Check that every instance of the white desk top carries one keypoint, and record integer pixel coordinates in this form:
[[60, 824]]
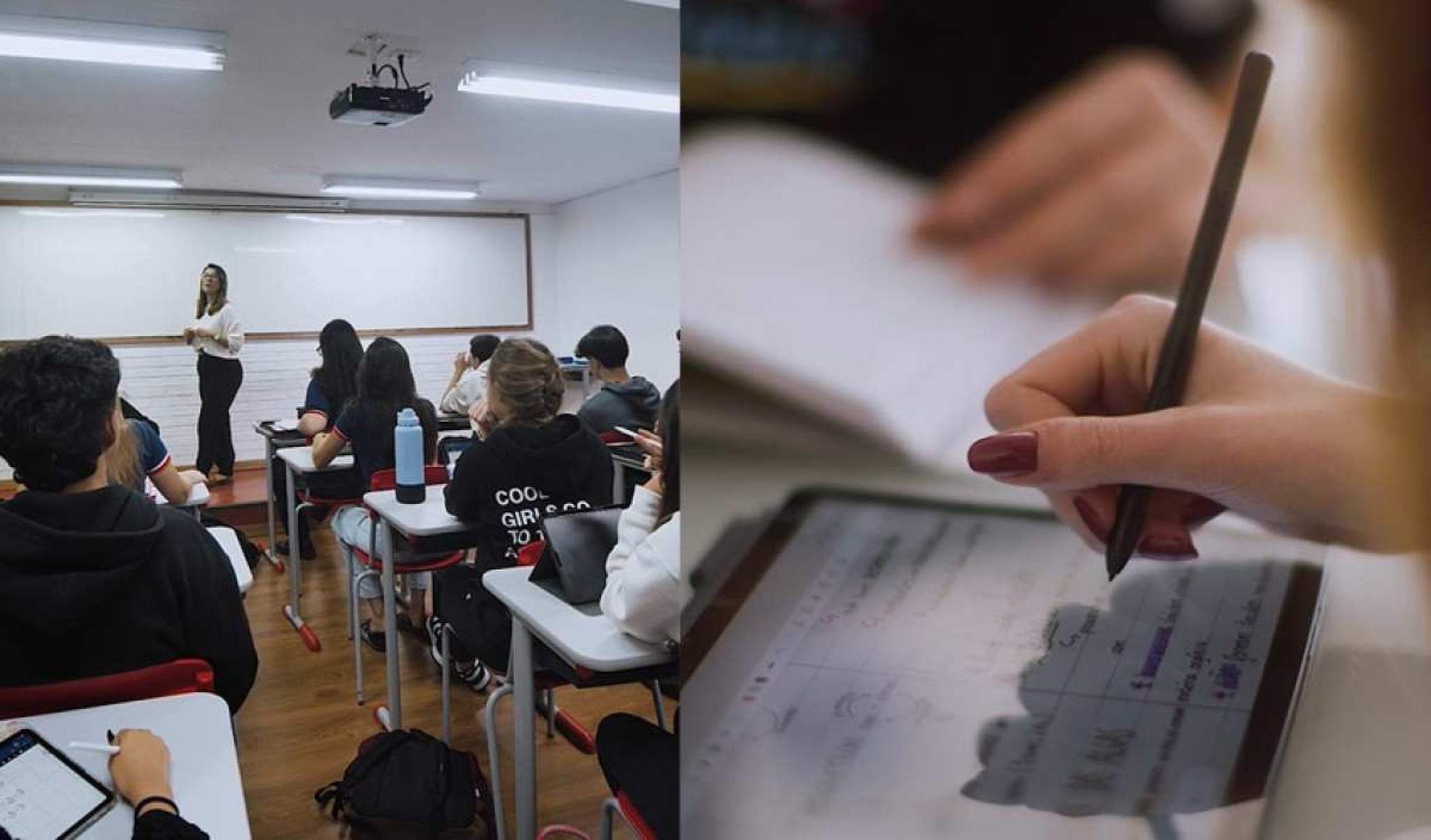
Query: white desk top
[[198, 496], [583, 637], [229, 543], [301, 459], [427, 520], [205, 772]]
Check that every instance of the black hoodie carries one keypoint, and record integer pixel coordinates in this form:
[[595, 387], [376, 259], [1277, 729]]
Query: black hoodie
[[518, 474], [103, 581], [628, 404]]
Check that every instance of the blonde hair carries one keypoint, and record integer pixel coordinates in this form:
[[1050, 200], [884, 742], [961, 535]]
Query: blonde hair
[[123, 457], [524, 383], [1387, 138]]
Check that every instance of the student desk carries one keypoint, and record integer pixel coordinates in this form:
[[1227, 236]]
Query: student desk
[[273, 440], [197, 500], [582, 636], [229, 543], [427, 524], [299, 463], [1360, 746], [620, 463], [205, 770]]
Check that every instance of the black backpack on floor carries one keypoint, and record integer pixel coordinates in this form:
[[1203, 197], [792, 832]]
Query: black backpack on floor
[[409, 786]]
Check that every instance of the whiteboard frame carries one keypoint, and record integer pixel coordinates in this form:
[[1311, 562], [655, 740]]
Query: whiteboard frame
[[169, 339]]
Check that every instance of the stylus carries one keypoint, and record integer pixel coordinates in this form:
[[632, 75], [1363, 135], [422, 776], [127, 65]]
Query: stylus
[[88, 747], [1175, 358]]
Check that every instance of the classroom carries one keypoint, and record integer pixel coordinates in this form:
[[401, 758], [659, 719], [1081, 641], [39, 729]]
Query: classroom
[[363, 278]]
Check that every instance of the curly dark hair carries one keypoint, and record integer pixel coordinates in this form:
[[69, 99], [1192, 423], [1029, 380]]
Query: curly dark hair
[[58, 395]]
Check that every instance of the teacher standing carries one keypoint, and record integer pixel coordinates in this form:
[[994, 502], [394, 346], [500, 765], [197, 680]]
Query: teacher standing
[[218, 337]]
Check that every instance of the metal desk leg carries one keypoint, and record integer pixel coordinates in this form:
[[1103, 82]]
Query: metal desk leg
[[390, 627], [295, 583], [268, 493], [524, 746]]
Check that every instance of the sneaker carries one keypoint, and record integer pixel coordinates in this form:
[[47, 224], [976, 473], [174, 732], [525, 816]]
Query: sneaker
[[304, 551], [374, 639], [471, 674]]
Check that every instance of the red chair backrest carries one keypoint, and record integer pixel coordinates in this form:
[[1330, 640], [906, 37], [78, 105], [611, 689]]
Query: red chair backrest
[[531, 553], [388, 478], [167, 680]]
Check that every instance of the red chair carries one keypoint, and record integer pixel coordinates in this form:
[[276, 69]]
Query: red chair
[[382, 480], [167, 680]]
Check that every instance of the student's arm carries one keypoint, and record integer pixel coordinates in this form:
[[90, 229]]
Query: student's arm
[[453, 401], [231, 333], [643, 588], [464, 493], [326, 447], [215, 625], [171, 484], [312, 422]]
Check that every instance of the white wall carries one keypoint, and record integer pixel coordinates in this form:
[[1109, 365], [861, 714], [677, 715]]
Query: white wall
[[619, 262], [607, 258]]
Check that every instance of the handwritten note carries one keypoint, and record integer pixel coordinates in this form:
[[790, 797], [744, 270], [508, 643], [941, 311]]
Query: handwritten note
[[948, 674]]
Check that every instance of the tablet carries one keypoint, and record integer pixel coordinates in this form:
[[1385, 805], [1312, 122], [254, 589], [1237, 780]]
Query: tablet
[[43, 795], [884, 667]]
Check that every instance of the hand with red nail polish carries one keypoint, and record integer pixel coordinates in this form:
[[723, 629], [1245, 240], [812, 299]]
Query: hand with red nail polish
[[1257, 436]]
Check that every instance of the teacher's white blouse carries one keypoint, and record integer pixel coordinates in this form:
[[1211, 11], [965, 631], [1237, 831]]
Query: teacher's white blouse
[[225, 322]]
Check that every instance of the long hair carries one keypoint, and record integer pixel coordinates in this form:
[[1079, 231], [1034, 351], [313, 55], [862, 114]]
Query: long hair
[[386, 387], [123, 457], [669, 427], [1387, 138], [219, 300], [524, 384], [342, 353]]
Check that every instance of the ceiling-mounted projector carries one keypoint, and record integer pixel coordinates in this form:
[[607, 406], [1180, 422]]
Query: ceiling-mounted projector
[[378, 106], [370, 102]]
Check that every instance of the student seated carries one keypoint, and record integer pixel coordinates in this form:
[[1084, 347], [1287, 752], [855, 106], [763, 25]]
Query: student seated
[[469, 383], [530, 463], [329, 388], [643, 593], [624, 399], [386, 387], [95, 579], [139, 454]]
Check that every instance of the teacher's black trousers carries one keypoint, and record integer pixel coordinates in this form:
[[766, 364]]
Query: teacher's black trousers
[[219, 383]]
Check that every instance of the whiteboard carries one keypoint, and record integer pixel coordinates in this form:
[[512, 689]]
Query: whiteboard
[[135, 273]]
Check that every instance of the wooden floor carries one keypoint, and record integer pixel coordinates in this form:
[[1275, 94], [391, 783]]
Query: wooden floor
[[301, 724]]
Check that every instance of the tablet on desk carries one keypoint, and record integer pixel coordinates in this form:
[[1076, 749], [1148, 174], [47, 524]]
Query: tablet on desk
[[43, 795], [906, 669]]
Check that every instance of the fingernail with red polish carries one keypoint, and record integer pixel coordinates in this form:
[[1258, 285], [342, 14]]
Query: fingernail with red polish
[[1091, 520], [1199, 510], [1006, 454], [1167, 547]]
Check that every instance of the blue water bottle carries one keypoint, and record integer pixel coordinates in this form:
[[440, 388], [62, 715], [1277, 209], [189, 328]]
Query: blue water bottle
[[407, 445]]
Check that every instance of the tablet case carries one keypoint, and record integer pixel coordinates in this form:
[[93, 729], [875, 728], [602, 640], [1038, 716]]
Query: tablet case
[[574, 563]]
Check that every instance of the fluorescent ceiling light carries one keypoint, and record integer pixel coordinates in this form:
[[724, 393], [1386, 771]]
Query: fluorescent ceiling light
[[89, 176], [344, 220], [368, 188], [68, 213], [580, 89], [111, 43]]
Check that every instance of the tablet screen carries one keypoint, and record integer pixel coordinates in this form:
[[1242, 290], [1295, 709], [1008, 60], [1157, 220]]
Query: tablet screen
[[42, 795], [893, 669]]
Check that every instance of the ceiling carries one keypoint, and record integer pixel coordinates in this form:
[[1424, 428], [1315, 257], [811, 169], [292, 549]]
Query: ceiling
[[262, 123]]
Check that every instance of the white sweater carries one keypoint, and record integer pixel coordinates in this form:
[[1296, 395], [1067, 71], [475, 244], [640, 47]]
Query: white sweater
[[225, 323], [643, 594]]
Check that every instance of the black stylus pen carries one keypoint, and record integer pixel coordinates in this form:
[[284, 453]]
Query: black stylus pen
[[1175, 357]]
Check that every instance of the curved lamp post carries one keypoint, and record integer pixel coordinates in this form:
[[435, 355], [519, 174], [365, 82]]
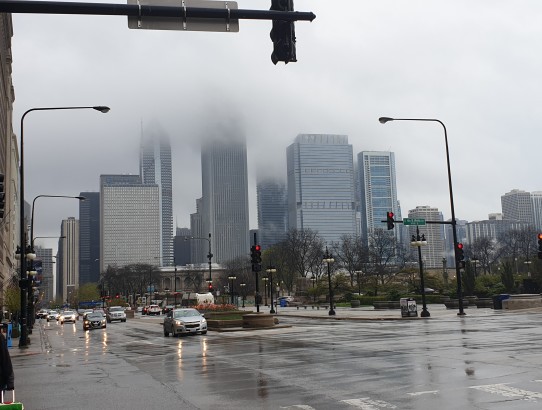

┄┄┄┄┄┄

Written request -
Copy the rows above word for word, with every line in its original order. Leave the pictures out of your copy.

Expected answer -
Check that every instance of the white desk top carries one keypoint, and record integer pixel coordinates in this form:
[[60, 824]]
Query: white desk top
[[198, 496], [583, 637], [229, 543], [301, 459], [427, 520], [205, 772]]
Check that every instance of the black hoodie carries one keypoint, and record integer pixel coordinates in this form:
[[595, 387], [376, 259], [1277, 729]]
Query: black hoodie
[[518, 474], [103, 581], [628, 404]]
Check that every instance of the blonde hair carries one keypoint, and record integer pixel coordinates in this form:
[[1050, 200], [884, 742], [961, 535]]
Query: blonde hair
[[123, 457], [524, 383], [1387, 138]]
Check that every instance of the student desk carries one keypoint, and record integer pixel coordinates in this form:
[[1227, 236]]
Query: student desk
[[273, 440], [197, 500], [582, 636], [229, 543], [427, 524], [299, 463], [1360, 746], [620, 463], [205, 770]]
Check that every instance of the black backpack on floor carries one keypoint, and record integer pixel coordinates in this form:
[[1203, 197], [792, 832]]
Query: black backpack on floor
[[409, 786]]
Check that every instance of the whiteboard frame carries one keypoint, and record integer pixel coordinates in this form:
[[1311, 562], [655, 740]]
Query: whiteboard frame
[[169, 339]]
Check that every instance of the stylus carries one keypoint, and record integer pixel coordinates in this form:
[[632, 75], [1363, 135], [422, 776], [127, 65]]
Query: stylus
[[88, 747], [1175, 358]]
Check that every instance of the classroom carries one keypoint, and record integer pixel coordinates in this form:
[[401, 758], [659, 719], [1081, 641], [39, 729]]
Query: classroom
[[363, 278]]
Check that every instance of the curly dark hair carries one keypoint, and record integer pixel coordinates in this form:
[[69, 99], [1192, 423], [1029, 380]]
Query: curly dark hair
[[58, 395]]
Check that every instance of the teacher standing carries one keypoint, and record integer pixel coordinates in this form:
[[994, 502], [394, 346], [500, 765], [197, 680]]
Query: teacher standing
[[218, 337]]
Check that every instance of the metal desk leg carries one keypoint, and record integer pixel coordinates in this form:
[[1103, 82]]
Query: metal desk leg
[[390, 627], [295, 583], [268, 493], [524, 746]]
Check that every instance of the sneaker carries one keypoint, and record integer pixel coordinates in this form:
[[47, 224], [976, 473], [174, 732], [525, 816]]
Query: sneaker
[[304, 551], [374, 639], [471, 674]]
Check that every instance of the red chair backrest carries one keypoint, and record integer pixel coordinates in this form:
[[1330, 640], [906, 37], [78, 105], [611, 689]]
Query: red chair backrest
[[531, 553], [388, 478], [167, 680]]
Check that every instance of the red chair carries one keypoint, and record integer pixel coordinates in this form:
[[276, 69]]
Query: red chair
[[382, 480], [167, 680]]
Check that every instance of the student's arm carries one keypoint, and record integer pixel coordinates in this form:
[[90, 229]]
Query: student's arm
[[453, 401], [231, 333], [643, 588], [464, 493], [326, 447], [215, 625], [171, 484], [312, 422]]
Check that every instance of the white wall carries one keypoint, and record integer pixel coordinates in this form:
[[1109, 365], [861, 714], [677, 715]]
Query: white wall
[[619, 262], [607, 258]]
Check that every instance of the handwritten note carries one keypoint, and record integer pixel coordinates in this form:
[[790, 797], [744, 270], [508, 643], [941, 311]]
Query: handwritten note
[[948, 674]]
Check that every instance of the tablet carries one keypoint, and record integer pixel coordinates in this form:
[[1385, 805], [1312, 122], [254, 589], [1237, 780]]
Query: tablet
[[43, 795], [884, 667]]
Check that every instance of the hand with red nail polish carries one keypoint, and record integer pixel coordinates in this form:
[[723, 629], [1245, 240], [812, 299]]
Query: hand with red nail polish
[[1257, 436]]
Check that every instance of the teacher's white blouse carries one keypoint, and record integer pixel coordinates in this form:
[[1211, 11], [965, 631], [1237, 831]]
Query: teacher's white blouse
[[225, 322]]
Check that every instance of the long hair carries one keypoint, and record integer pixel coordinates in this form:
[[1079, 231], [1034, 351], [313, 55], [862, 114]]
Query: long hair
[[386, 387], [123, 457], [669, 427], [1387, 138], [219, 300], [524, 384], [342, 353]]
Check that every instance of the ceiling-mounted projector carries one keypoint, and record integer pixel coordinates in this form:
[[607, 406], [1180, 422]]
Query: ceiling-mounted projector
[[378, 106], [370, 102]]
Check that every instance of the student seated carries one keypoint, and record integer pixel coordinates in this form:
[[1084, 347], [1287, 752], [855, 106], [763, 25]]
Query: student seated
[[469, 383], [530, 463], [329, 388], [643, 593], [624, 399], [386, 387], [95, 579], [139, 454]]
Check that every instance of the teacher's black trousers carries one keypoint, and record integer pixel coordinates in this form:
[[766, 364]]
Query: teacher's black trousers
[[219, 383]]
Check that every instance of the whiteboard carries one keypoint, and record integer pixel coordinates in this form:
[[512, 689]]
Query: whiteboard
[[135, 273]]
Check that every instance of the wooden floor carries one keypoint, and record integer pixel coordinates in this form:
[[1275, 94], [391, 783]]
Query: wooden floor
[[301, 724]]
Check that every instance of the tablet on desk carries one keypoint, and record integer pixel coordinates in this form:
[[1076, 749], [1148, 174], [47, 524]]
Query: tablet on desk
[[43, 795], [906, 669]]
Check that every instance of the fingernail with red polish carries one keypoint, and record integer pixel coordinates in this form:
[[1258, 285], [342, 14]]
Query: fingernail with red polish
[[1091, 520], [1199, 510], [1006, 454], [1167, 547]]
Check that every instance of the blue water bottle carries one keypoint, and record integer pixel coordinates in this form:
[[440, 388], [62, 715], [1277, 209], [189, 328]]
Query: blue water bottle
[[407, 445]]
Check that every instance of the tablet case carries one keypoint, and record integer pixel coordinates in this form:
[[93, 729], [875, 728], [602, 640], [1038, 716]]
Query: tablet case
[[574, 563]]
Check that every instance of the fluorescent ceiling light carries one keypoint, and record integer pixel coordinates in this form:
[[724, 393], [1386, 771]]
Query: fluorescent ceiling light
[[89, 176], [344, 220], [368, 188], [68, 213], [580, 89], [111, 43]]
Check that every instance of the tablet screen carries one keypoint, and record integer pixel coordinates in this form:
[[1242, 290], [1295, 709], [1008, 60], [1157, 220]]
Query: tablet screen
[[42, 795], [893, 669]]
Check that every instance of the ceiling carries one keypoint, and record integer pixel coordinates in this form:
[[1424, 428], [1315, 257], [811, 169], [292, 549]]
Query: ceiling
[[262, 123]]
Check that every instance of the white sweater carries one keypoint, and record integer pixel coordinates in this form:
[[1296, 395], [1067, 71], [475, 244], [640, 47]]
Query: white sweater
[[225, 323], [643, 594]]
Check that every instance of the black stylus pen carries one keypoint, and record integer pixel coordinates in this form:
[[284, 453]]
Query: black stylus pen
[[1175, 357]]
Check that every instance of the curved lamp post carries one keypoint, and record integer pixel coordinates in this form:
[[435, 355], [519, 174], [365, 82]]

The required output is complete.